Gene Hackman had been Friedkin’s seventh choice to play “Popeye” Doyle. His first had been Steve McQueen, followed by a string of others, including Jackie Gleason and even columnist Jimmy Breslin. It was Hackman’s biggest starring role, though he had made a good splash in Bonnie and Clyde (1967), for which he was nominated for an Academy Award. He had been eager to take the role. “When I first read the part,” he has been quoted as saying, “it seemed like the chance to do all those things I watched James Cagney do as a kid.”
Although not as good as the original, the sequel, French Connection II, made four years later, is also a first-rate drama, with Gene Hackman turning in another outstanding performance as “Popeye” Doyle and the elusive Alain Charnier again being well played by Fernando Rey. A much less successful effort was Popeye Doyle, a 1986 television movie.

Dataset excerpts:

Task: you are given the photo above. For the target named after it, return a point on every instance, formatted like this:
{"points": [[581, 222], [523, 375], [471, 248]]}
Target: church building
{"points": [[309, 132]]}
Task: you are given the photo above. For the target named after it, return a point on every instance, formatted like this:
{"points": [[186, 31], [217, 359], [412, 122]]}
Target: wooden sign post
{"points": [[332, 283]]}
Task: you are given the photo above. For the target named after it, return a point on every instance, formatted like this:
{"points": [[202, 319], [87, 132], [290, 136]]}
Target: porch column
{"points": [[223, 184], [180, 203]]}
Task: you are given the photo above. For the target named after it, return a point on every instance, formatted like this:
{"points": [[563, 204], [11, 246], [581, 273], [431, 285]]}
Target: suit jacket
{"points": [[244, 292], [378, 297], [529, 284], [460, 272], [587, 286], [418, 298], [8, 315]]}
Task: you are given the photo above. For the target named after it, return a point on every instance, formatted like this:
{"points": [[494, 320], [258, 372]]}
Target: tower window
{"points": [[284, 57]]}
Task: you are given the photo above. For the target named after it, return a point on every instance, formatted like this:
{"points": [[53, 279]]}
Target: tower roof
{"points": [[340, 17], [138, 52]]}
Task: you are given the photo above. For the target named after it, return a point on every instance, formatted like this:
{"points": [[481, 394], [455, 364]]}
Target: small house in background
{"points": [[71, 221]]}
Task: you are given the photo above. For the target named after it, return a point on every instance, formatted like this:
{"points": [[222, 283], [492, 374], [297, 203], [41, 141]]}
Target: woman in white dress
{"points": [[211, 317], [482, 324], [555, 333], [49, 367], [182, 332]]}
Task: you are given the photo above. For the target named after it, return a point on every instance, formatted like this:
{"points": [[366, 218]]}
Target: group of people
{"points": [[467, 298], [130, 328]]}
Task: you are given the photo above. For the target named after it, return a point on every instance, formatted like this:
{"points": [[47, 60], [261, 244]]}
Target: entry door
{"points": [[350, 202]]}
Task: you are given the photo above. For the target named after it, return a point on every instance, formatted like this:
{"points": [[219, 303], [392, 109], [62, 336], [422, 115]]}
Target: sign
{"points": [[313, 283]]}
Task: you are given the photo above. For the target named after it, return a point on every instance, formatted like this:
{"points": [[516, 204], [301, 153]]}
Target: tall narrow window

**Directions**
Could you extend the passage on Gene Hackman and the "Popeye" Doyle films, picking up after its final sentence?

**Exercise output**
Eight Academy Awards nominations went to The French Connection. The film won for: Best Picture, Best Director (William Friedkin), Best Actor (Gene Hackman), Best Adapted Screenplay (Ernest Tidyman), and Best Editing (Jerry Greenberg). Tidyman also won the Edgar Allan Poe Award from the Mystery Writers of America for his screenplay, and Hackman was named Best Actor by the New York Film Critics. Friedkin also received the Best Director award from the Directors Guild. In recognition of the memorable chase scene as well as the superb moment when “Frog One” escapes Doyle’s tail on the subway, Jerry Greenberg, thanked the New York City subway system when he picked up his Oscar for Editing.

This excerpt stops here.